Supplied records:
--------------------
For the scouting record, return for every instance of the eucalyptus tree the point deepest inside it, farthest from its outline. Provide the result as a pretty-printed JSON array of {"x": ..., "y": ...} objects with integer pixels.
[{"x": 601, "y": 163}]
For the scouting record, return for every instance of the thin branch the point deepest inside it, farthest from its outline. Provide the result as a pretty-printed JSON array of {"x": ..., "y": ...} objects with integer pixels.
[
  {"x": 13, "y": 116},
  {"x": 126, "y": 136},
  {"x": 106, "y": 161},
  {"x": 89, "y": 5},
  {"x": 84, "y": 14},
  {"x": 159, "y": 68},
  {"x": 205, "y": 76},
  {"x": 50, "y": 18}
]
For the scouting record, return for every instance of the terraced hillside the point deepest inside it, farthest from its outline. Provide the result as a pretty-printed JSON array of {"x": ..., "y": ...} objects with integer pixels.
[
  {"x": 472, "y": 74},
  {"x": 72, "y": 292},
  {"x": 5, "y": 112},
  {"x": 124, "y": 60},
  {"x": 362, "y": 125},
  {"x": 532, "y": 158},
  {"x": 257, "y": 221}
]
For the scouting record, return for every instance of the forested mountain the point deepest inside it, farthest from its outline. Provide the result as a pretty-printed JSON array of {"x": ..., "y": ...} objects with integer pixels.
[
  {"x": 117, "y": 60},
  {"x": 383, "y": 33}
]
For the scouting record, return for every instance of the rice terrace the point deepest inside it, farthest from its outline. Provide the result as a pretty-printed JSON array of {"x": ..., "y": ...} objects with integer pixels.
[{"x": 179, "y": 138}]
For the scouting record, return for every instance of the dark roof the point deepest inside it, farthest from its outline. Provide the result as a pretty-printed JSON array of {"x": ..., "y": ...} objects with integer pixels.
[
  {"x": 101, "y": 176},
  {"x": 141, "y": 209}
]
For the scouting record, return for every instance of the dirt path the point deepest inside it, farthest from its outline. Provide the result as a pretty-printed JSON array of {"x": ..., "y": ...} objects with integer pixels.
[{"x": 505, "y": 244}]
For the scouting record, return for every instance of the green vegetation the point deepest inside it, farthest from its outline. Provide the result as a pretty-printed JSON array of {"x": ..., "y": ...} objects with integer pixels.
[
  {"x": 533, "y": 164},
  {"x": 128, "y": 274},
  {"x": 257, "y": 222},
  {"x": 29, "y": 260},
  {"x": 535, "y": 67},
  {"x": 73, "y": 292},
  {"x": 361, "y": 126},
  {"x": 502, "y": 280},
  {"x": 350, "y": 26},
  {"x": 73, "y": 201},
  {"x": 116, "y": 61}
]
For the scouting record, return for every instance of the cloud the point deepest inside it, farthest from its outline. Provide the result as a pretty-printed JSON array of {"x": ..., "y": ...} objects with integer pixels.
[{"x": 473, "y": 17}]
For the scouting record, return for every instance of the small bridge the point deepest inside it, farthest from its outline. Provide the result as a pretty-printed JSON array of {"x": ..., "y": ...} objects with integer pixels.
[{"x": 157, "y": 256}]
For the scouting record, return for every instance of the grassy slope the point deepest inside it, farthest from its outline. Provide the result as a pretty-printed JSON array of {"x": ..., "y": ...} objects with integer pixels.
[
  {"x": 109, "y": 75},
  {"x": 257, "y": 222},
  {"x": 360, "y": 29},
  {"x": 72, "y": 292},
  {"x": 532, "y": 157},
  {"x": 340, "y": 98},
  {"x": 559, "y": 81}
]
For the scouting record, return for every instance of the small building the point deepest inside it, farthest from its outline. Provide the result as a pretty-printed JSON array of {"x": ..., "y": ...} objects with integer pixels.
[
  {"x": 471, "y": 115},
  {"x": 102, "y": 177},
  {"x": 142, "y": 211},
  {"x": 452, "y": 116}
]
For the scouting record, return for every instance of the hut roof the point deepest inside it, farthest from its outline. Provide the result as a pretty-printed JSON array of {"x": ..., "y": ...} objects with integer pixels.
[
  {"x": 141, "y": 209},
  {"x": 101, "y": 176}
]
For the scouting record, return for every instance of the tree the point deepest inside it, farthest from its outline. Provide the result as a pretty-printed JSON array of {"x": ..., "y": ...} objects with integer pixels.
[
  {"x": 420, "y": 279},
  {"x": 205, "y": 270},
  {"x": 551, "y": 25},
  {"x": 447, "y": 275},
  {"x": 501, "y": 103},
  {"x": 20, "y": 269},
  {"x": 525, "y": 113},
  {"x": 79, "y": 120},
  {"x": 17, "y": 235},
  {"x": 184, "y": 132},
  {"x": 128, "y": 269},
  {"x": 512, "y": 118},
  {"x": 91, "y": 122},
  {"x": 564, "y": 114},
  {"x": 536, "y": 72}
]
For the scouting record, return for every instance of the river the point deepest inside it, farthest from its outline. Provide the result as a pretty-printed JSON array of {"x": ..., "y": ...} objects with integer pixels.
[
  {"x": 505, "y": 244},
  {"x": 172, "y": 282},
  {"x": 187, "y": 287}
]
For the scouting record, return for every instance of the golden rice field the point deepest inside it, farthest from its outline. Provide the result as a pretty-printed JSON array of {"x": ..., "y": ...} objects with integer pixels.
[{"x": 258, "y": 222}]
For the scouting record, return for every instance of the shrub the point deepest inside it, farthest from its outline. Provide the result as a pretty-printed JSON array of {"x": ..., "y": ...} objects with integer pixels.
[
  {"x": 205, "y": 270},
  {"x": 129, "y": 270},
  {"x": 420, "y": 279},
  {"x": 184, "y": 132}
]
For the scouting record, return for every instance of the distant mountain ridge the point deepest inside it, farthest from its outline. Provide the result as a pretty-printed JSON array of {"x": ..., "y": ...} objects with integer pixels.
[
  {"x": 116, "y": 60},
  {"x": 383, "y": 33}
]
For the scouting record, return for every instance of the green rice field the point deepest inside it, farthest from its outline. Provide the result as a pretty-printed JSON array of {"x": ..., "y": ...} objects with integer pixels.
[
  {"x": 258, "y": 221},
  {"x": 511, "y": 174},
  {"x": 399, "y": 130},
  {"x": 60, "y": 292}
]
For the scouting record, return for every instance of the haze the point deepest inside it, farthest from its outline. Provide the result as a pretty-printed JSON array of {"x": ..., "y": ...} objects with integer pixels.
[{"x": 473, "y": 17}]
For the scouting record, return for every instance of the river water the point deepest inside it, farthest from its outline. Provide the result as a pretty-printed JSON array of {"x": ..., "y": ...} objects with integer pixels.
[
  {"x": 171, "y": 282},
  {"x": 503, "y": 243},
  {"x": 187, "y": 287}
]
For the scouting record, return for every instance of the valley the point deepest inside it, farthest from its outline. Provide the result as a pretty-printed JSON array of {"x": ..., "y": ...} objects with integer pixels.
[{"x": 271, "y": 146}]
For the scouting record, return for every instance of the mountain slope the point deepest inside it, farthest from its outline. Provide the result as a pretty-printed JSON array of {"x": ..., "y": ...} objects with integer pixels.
--------------------
Set exercise:
Write out every entry above, word for word.

Solution to this exercise:
For the scouting record, return for every instance of the eucalyptus tree the point deepest inside it, farthest from its outline. Provide the result as a pretty-printed JSON array of {"x": ..., "y": ...} objects with integer pixels.
[{"x": 601, "y": 163}]
For the scouting record, return for every instance of the thin branch the point deepest inside it, farthest from its outline. Provide the result as a pretty-printed JSON array of {"x": ..., "y": ...} objects with integer pixels.
[
  {"x": 13, "y": 116},
  {"x": 126, "y": 136},
  {"x": 106, "y": 161},
  {"x": 89, "y": 5},
  {"x": 84, "y": 14},
  {"x": 159, "y": 68},
  {"x": 205, "y": 76},
  {"x": 50, "y": 18}
]
For the scouting record, return for every instance of the terraced hillside the point deepest inside it, farthest from its outline. Provide the result as a pretty-printed JSON array of {"x": ..., "y": ...} objects with integer pixels.
[
  {"x": 472, "y": 74},
  {"x": 72, "y": 292},
  {"x": 5, "y": 112},
  {"x": 124, "y": 60},
  {"x": 362, "y": 125},
  {"x": 532, "y": 158},
  {"x": 257, "y": 221}
]
For the scouting record, return for every instance of the forested mountain the point deepest inside it, farthest from its outline. Provide the result as a pretty-printed JSON array of {"x": ..., "y": ...} objects with integer pixels.
[
  {"x": 117, "y": 60},
  {"x": 383, "y": 33}
]
For the scouting record, return for every instance of the rice terrace the point deepest inside it, farthest from its outline. Provide the result as a pretty-printed JSON array of {"x": ..., "y": ...} objects with integer pixels.
[{"x": 179, "y": 138}]
For the scouting record, return for every instance of the dark roof the point deepest inside it, farthest from its outline. Provide the result as a pretty-printed JSON array of {"x": ..., "y": ...} objects with integer pixels.
[
  {"x": 101, "y": 176},
  {"x": 141, "y": 209}
]
For the scouting record, return for every instance of the dirt path the point deepest inside it, farthest from its outline. Provide the result as a pretty-printed JSON array of {"x": ..., "y": ...} objects with integer pixels.
[{"x": 505, "y": 244}]
For the scouting record, return for every instance of the green vegetation the point deepest inside it, farthest from its outline. Provide the result as a pretty-printed JSON array of {"x": ..., "y": ...} objects with integer pixels.
[
  {"x": 533, "y": 164},
  {"x": 128, "y": 274},
  {"x": 257, "y": 222},
  {"x": 29, "y": 260},
  {"x": 535, "y": 67},
  {"x": 73, "y": 292},
  {"x": 361, "y": 126},
  {"x": 502, "y": 280},
  {"x": 350, "y": 26},
  {"x": 73, "y": 201},
  {"x": 116, "y": 61}
]
For the scouting record, return for every instance of the cloud the point deepest inside it, farthest from its outline. Provide the result as a pretty-printed JSON array of {"x": ..., "y": ...} objects with integer pixels.
[{"x": 473, "y": 17}]
For the scouting record, return for every instance of the small bridge the point deepest inside it, farthest from its outline. Provide the result as a pretty-printed JSON array of {"x": ..., "y": ...} objects with integer pixels.
[{"x": 157, "y": 256}]
For the scouting record, return for every instance of the grassy slope the point deepest inside it, farthest from its outline. Provide the result as a pretty-printed JSON array of {"x": ..., "y": ...} objects with integer pixels.
[
  {"x": 109, "y": 75},
  {"x": 257, "y": 222},
  {"x": 360, "y": 29},
  {"x": 72, "y": 292},
  {"x": 532, "y": 157},
  {"x": 340, "y": 98},
  {"x": 559, "y": 81}
]
For the scouting record, return for every instance of the small building the point deepest inside it, farthest from its outline. Provide the result as a pretty-printed JSON array of {"x": ..., "y": ...} objects with integer pixels.
[
  {"x": 471, "y": 115},
  {"x": 102, "y": 177},
  {"x": 142, "y": 211},
  {"x": 452, "y": 116}
]
For the scouting record, return for every instance of the hut roof the point deepest inside it, farthest from its outline. Provide the result as a pretty-printed JSON array of {"x": ..., "y": ...} objects with integer pixels.
[
  {"x": 141, "y": 209},
  {"x": 101, "y": 176}
]
For the scouting record, return for every instance of the tree the point deepest inside it, farthest from its outline. Provide the result as a pretty-printed JSON array of {"x": ..., "y": ...} objects with integer pixels.
[
  {"x": 420, "y": 279},
  {"x": 205, "y": 270},
  {"x": 551, "y": 25},
  {"x": 447, "y": 275},
  {"x": 501, "y": 103},
  {"x": 20, "y": 269},
  {"x": 525, "y": 113},
  {"x": 79, "y": 120},
  {"x": 17, "y": 235},
  {"x": 184, "y": 132},
  {"x": 128, "y": 269},
  {"x": 512, "y": 118},
  {"x": 91, "y": 122},
  {"x": 564, "y": 114},
  {"x": 536, "y": 72}
]
For the scouting record, return for every instance of the river the point deepest inside it, farthest from its outline. Provide the result as a pretty-printed JSON array of {"x": ..., "y": ...} objects with integer pixels.
[
  {"x": 505, "y": 244},
  {"x": 172, "y": 282},
  {"x": 187, "y": 287}
]
For the scouting record, return for every instance of the golden rice field the point deepest inside it, farthest from its outline. Provide the result as a pretty-printed JSON array of {"x": ..., "y": ...} objects with integer pixels.
[{"x": 258, "y": 222}]
For the scouting record, return for every instance of the shrub the point deepest inside it, farthest from its outline. Provide the result as a pretty-printed JSON array of {"x": ..., "y": ...} objects with integer pixels.
[
  {"x": 205, "y": 270},
  {"x": 129, "y": 270},
  {"x": 420, "y": 279},
  {"x": 184, "y": 132}
]
For the scouting record, return for every instance of the distant mountain ridge the point deepest inside it, farthest from its outline. Provide the result as a pretty-printed JSON array of {"x": ..., "y": ...} objects with integer pixels.
[
  {"x": 116, "y": 60},
  {"x": 383, "y": 33}
]
For the scouting record, return for every instance of the green rice field the point deepest inside it, farthest from its outline. Provide the result as a pretty-printed JSON array of {"x": ..., "y": ...} objects with integer pixels.
[
  {"x": 258, "y": 221},
  {"x": 511, "y": 174},
  {"x": 399, "y": 130},
  {"x": 60, "y": 292}
]
For the scouting record, return for every instance of the haze the point deepest inside it, farthest from its outline. Provide the result as a pretty-printed JSON array of {"x": ..., "y": ...} objects with integer pixels.
[{"x": 473, "y": 17}]
For the scouting record, return for every instance of the river water the point deepest inside it, farthest from its outline. Provide the result as a pretty-printed JSON array of {"x": ..., "y": ...} objects with integer pixels.
[
  {"x": 171, "y": 282},
  {"x": 503, "y": 243},
  {"x": 187, "y": 287}
]
For the scouting record, return for every instance of the valley the point deepest inside it, farthest from its outline. Provide the result as a pretty-printed JSON array of {"x": ..., "y": ...} objects with integer pixels.
[{"x": 271, "y": 146}]
For the scouting record, return for every instance of the mountain slope the point deepest inside it, farthest from its outline. Provide the result as a pretty-printed JSON array of {"x": ..., "y": ...} objects with integer pixels.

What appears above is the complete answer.